**EXERCISE DIRECTIONS**
In the Week Eight passage below, shorten the paragraph that begins "She had painted two pictures" while keeping its main facts.

**PASSAGE**
Week Eight: Sunday 19 – Saturday 25 November
Wandering home the other day, I was wondering about life and my place in the ‘grand scheme of things’: as you do. I was somewhat consumed by my thoughts, so much so that I walked past the gate to my house.
I was only jolted out of my self-imposed hypnosis when I heard my daughter calling my name; she had been waiting for me and had opened the front door and called on me, despite being only 2¾s, when I walked past.
As I opened the gate, she ran down the couple of steps and threw herself into my arms as I bent down to meet her. Once inside the house I realised why she had been particularly keen to see me home that day.
She had painted two pictures at nursery, using paint for the first time in her wee short life. Both pictures were sitting on the kitchen table, waiting for me to admire. And admire them I did.

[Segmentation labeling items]
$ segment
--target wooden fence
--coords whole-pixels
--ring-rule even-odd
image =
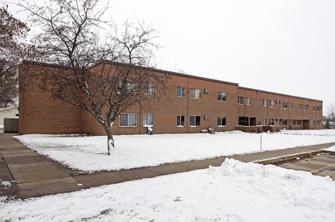
[[[18,132],[19,131],[19,119],[4,118],[3,132]]]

**THE RESULT**
She had painted two pictures at nursery, her first time ever using paint. Both were waiting on the kitchen table for me to admire, and I did.